# [SOURCE EXCERPT]

____________________

Support for negative index values in array fetching

Started by Valtonen, Hannuabout 15 years ago11 messages
#1Valtonen, Hannu
hannu.valtonen@hut.fi
1 attachment(s)

Hi,

I ran into the problem of getting the last n elements out of an array
and while some workarounds do exist:
(http://stackoverflow.com/questions/2949881/getting-the-last-element-of-a-postgres-array-declaratively)
I was still annoyed that I couldn't just ask for the last n values in an
array Python/Perl style.

Here's a patch to add support for negative index values in fetching
elements from an array.

i.e.

postgres=# CREATE TABLE blah (a int[]);
CREATE TABLE
Time: 11.357 ms
postgres=# INSERT INTO blah (a) VALUES (ARRAY[1,2,3,4,5,6,7,8,9,10]);
INSERT 0 1
Time: 1.282 ms
postgres=# SELECT a[-1] FROM blah;
a
----
10
(1 row)

____________________

# [MATERIAL SHOWN]
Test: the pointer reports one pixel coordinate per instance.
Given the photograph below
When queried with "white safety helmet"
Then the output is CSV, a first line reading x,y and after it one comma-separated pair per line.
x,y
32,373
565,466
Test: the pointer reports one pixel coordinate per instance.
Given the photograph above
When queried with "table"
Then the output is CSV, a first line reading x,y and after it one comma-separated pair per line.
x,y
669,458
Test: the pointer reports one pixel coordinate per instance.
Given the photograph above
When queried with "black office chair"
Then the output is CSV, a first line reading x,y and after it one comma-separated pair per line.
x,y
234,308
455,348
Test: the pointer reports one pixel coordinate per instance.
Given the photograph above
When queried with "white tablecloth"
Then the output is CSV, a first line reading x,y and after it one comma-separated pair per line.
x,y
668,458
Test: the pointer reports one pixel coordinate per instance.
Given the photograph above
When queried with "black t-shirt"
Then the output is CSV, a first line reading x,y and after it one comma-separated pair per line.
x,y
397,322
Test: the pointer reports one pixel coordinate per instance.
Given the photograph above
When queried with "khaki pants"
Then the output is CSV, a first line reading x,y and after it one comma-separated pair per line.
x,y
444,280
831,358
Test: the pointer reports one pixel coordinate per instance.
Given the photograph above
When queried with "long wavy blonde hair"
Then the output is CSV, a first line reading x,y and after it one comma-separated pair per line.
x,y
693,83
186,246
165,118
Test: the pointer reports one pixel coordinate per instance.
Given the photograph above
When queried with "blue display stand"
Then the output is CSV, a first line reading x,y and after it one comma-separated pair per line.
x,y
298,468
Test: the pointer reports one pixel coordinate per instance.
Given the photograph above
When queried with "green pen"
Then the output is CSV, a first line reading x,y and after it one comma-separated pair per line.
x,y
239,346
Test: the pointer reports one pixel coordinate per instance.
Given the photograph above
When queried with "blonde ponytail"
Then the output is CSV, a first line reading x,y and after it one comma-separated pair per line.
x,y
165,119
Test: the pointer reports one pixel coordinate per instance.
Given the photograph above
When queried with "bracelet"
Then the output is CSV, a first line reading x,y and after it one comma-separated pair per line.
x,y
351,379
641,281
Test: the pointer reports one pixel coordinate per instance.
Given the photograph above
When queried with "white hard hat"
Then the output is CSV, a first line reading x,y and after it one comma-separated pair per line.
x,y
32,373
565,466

____________________

# [WHAT YOU SHOULD DO]
Please answer these about the thread on negative array indexes:
(a) Which two languages does the poster name as the style for asking for the last n values of an array?
(b) How long did the CREATE TABLE statement take?
(c) What value does SELECT a[-1] FROM blah; return?

# [EXERCISE RESULT]
(a) Python and Perl
(b) 11.357 ms
(c) 10